◆ **Instructions to follow**: Will you restate verbatim the lines running from the line with "Mark the vegetation" to the end of the data, leaving out everything else?
□ □ □ □
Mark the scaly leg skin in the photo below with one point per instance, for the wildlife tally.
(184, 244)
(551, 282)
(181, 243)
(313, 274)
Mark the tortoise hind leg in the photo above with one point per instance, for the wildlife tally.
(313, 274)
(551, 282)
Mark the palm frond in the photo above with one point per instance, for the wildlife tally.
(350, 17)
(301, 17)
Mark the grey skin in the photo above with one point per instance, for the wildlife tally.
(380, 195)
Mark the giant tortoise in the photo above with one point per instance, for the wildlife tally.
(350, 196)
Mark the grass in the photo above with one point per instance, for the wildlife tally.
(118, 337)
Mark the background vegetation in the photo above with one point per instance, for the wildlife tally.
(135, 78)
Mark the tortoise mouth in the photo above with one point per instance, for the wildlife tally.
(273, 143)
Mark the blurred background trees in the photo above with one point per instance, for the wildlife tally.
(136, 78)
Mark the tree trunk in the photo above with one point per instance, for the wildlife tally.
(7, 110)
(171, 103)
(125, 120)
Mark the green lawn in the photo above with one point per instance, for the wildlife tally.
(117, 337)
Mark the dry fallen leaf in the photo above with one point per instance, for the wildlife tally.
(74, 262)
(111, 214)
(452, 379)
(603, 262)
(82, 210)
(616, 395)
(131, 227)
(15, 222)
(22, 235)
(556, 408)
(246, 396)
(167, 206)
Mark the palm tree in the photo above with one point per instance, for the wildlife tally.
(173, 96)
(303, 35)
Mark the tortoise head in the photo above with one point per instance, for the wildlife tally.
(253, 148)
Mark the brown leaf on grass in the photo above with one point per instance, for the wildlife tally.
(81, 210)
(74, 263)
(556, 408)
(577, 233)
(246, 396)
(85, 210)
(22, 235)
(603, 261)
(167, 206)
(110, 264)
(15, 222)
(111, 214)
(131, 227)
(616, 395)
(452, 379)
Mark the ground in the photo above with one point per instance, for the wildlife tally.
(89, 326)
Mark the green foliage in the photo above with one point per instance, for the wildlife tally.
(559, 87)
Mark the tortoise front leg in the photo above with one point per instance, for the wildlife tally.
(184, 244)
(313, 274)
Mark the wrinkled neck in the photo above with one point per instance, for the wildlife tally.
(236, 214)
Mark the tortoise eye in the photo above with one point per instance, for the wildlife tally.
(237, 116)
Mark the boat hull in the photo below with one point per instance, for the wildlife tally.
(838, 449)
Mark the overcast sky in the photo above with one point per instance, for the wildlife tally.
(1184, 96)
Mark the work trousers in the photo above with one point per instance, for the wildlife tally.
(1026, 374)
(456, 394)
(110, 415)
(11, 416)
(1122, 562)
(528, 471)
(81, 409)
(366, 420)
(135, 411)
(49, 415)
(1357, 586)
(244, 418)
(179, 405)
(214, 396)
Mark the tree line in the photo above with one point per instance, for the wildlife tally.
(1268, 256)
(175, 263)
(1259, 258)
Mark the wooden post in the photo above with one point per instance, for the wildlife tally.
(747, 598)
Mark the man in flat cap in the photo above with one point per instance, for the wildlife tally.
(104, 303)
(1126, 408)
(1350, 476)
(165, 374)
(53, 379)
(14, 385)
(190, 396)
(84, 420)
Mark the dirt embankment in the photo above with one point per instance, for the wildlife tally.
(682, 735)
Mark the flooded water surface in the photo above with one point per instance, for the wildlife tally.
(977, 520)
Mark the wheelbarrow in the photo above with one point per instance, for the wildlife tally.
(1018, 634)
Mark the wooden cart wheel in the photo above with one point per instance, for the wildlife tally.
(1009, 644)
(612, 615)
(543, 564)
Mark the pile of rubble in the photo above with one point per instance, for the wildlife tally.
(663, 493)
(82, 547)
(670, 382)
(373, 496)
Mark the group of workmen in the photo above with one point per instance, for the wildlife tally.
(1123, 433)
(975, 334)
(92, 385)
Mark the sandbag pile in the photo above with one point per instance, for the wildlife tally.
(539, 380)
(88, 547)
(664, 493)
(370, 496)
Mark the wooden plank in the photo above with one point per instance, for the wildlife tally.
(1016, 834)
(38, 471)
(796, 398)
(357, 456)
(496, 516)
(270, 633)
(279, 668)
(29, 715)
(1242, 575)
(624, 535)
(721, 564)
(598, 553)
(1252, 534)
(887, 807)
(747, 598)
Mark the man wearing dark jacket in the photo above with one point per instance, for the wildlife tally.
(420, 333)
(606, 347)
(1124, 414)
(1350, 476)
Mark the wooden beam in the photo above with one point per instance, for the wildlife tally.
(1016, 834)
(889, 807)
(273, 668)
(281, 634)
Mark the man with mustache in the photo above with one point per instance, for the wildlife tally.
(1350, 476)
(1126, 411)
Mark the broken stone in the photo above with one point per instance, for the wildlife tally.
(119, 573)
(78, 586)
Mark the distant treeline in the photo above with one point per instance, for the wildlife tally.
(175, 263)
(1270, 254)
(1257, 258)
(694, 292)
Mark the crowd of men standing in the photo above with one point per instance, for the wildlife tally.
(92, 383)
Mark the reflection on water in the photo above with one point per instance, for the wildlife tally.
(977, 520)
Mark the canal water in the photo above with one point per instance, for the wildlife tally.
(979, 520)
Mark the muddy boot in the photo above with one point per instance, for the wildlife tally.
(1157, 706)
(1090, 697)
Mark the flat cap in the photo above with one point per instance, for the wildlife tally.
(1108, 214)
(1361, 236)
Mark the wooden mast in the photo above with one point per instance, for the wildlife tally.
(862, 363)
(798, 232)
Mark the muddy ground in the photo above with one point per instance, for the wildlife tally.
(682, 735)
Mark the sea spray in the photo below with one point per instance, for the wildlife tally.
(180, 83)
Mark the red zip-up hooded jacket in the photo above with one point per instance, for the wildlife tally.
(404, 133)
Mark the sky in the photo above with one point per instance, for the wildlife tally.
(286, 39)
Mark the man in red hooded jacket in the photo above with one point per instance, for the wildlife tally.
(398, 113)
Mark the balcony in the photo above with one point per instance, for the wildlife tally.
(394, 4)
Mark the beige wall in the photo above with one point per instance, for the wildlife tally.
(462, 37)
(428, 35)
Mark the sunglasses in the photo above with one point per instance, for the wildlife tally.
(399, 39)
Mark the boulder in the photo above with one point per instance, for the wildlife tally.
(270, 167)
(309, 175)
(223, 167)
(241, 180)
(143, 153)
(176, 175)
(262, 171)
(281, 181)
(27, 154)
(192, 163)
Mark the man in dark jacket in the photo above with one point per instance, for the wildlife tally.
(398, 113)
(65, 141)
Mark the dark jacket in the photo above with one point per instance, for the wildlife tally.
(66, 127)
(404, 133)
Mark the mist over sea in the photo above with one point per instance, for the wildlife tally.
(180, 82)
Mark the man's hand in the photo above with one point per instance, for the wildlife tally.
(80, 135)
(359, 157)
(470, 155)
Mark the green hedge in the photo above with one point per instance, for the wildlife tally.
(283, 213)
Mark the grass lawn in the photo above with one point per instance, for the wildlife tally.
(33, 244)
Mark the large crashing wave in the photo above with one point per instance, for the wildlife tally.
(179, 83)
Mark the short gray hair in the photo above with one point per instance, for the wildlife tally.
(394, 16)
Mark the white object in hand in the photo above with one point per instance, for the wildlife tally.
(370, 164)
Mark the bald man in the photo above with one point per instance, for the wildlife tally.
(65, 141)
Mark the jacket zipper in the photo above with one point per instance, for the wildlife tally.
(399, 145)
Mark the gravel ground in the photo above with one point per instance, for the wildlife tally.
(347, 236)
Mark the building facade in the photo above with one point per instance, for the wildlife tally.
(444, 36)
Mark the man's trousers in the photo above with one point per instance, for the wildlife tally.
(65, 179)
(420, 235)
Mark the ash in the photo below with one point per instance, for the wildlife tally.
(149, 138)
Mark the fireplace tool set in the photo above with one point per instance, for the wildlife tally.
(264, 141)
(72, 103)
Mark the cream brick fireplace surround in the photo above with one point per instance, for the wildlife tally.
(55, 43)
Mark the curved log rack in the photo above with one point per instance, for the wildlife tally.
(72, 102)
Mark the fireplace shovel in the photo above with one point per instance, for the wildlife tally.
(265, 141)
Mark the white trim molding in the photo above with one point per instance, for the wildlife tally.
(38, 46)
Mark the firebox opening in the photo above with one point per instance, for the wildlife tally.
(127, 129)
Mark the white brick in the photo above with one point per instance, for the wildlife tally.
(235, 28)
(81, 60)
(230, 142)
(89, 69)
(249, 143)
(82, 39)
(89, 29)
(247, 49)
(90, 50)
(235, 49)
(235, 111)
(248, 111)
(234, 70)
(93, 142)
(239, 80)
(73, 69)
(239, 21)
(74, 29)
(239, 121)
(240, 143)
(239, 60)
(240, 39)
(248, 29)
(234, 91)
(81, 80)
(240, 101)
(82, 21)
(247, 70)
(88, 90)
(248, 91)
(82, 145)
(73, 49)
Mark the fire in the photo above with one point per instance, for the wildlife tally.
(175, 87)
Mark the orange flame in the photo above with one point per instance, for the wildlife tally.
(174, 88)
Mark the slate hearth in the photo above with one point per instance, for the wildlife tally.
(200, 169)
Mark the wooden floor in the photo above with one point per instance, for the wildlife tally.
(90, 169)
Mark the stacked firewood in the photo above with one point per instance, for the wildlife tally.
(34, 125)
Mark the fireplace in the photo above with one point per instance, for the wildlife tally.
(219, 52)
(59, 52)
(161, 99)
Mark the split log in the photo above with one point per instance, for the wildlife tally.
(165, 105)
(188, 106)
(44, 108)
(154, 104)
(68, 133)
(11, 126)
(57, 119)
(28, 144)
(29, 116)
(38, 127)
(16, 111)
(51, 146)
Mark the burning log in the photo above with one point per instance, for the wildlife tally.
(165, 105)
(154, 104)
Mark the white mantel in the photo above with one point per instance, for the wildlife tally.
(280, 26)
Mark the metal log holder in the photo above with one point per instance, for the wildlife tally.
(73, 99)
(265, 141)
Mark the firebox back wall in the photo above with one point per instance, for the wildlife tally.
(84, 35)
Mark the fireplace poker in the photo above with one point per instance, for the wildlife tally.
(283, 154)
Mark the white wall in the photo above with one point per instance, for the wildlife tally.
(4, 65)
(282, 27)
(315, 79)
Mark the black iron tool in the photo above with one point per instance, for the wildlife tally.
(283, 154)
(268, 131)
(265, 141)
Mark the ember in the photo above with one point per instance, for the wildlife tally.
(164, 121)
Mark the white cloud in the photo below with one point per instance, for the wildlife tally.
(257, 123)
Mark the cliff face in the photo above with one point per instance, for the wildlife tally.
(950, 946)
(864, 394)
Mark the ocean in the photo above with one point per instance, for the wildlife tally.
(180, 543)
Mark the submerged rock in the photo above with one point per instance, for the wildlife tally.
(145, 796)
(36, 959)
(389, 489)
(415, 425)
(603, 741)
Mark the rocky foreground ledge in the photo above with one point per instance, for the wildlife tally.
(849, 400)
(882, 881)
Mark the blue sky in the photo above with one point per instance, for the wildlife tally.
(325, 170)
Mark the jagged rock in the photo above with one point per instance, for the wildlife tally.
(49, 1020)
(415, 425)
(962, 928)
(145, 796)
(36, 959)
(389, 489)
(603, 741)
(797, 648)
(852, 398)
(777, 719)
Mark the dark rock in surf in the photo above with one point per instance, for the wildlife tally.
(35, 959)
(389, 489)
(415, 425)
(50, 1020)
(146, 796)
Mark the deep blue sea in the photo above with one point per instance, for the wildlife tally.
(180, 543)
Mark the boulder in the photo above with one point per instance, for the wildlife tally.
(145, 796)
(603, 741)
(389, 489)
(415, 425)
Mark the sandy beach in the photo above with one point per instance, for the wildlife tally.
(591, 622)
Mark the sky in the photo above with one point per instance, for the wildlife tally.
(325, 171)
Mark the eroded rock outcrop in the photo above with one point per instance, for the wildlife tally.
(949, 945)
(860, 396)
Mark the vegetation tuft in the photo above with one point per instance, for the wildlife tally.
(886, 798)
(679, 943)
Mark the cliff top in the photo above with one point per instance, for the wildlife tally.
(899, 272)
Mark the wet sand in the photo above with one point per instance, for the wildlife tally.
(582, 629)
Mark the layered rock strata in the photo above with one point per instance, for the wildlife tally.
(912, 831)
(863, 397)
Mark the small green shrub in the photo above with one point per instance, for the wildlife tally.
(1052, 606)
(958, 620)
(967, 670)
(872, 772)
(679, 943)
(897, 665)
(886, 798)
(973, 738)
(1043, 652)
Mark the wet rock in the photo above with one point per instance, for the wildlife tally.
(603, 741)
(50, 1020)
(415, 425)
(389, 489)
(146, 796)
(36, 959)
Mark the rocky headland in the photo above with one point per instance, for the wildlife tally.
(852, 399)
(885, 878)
□ □ □ □
◆ **Result of this exercise**:
Mark the vegetation tuft in the photo above with one point per instance, for the wildlife tally.
(886, 798)
(679, 943)
Mark the cliff top in the photo above with one point per instance, for the wildlife tally.
(899, 272)
Mark the wet sand in the photo above with one point per instance, for the wildlife tally.
(582, 629)
Mark the layered rock strata in the photo above with one point per instance, for the wildlife tally.
(912, 831)
(863, 397)
Mark the small green shrub in the photo above with one point per instance, for the wildlife tally.
(1052, 606)
(958, 620)
(967, 670)
(872, 772)
(679, 943)
(897, 665)
(886, 798)
(973, 738)
(1043, 652)
Mark the wet rock in the photo above with one point per instance, for the wildlife tally.
(603, 741)
(50, 1020)
(415, 425)
(389, 489)
(146, 796)
(36, 959)
Mark the rocky headland in the photo above with one point per instance, for the wildlife tally.
(852, 399)
(885, 878)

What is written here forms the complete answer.